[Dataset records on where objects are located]
=======

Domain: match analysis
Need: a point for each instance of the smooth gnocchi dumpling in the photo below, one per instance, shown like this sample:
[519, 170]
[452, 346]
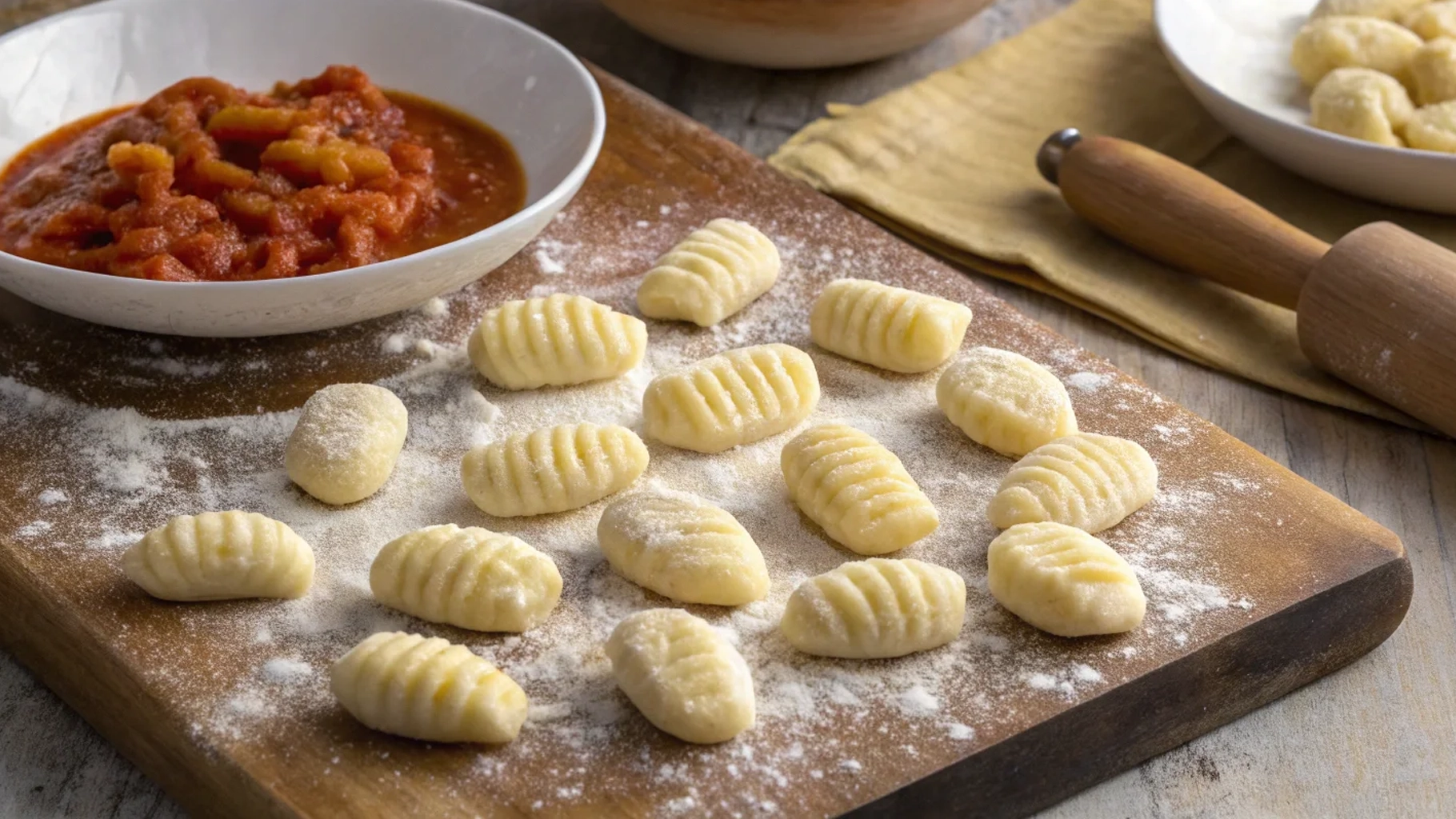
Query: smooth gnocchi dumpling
[220, 556]
[875, 609]
[857, 489]
[733, 398]
[682, 547]
[428, 689]
[1351, 42]
[470, 577]
[1005, 401]
[1433, 128]
[887, 326]
[1383, 9]
[552, 470]
[1362, 104]
[1433, 72]
[683, 675]
[346, 442]
[1063, 581]
[1433, 19]
[1083, 481]
[712, 274]
[555, 341]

=======

● **Your goal**
Could you render the records above as a Markdown table, with each line's row number under "No." and the line itself under "Entry"? Skip blank lines and leave out the pictures.

● **Response to this exercise**
| No. | Entry |
|---|---|
| 1 | Domain: match analysis |
| 2 | Need: a point for each instance of the smooth gnocchi dumpling in the photo below, one per instance, shown like this sample: |
| 3 | [519, 170] |
| 4 | [452, 346] |
| 5 | Query: smooth gnocchi dumpling |
| 6 | [220, 556] |
| 7 | [875, 609] |
| 8 | [857, 489] |
| 9 | [733, 398] |
| 10 | [682, 547] |
| 11 | [428, 689] |
| 12 | [1351, 42] |
| 13 | [470, 577] |
| 14 | [1005, 401] |
| 15 | [1433, 128] |
| 16 | [887, 326] |
| 17 | [1383, 9] |
| 18 | [552, 470] |
| 19 | [1362, 104] |
| 20 | [1433, 72] |
| 21 | [683, 675] |
| 22 | [346, 442] |
| 23 | [1063, 581] |
| 24 | [1433, 19] |
| 25 | [1083, 481] |
| 26 | [712, 274] |
| 27 | [555, 341] |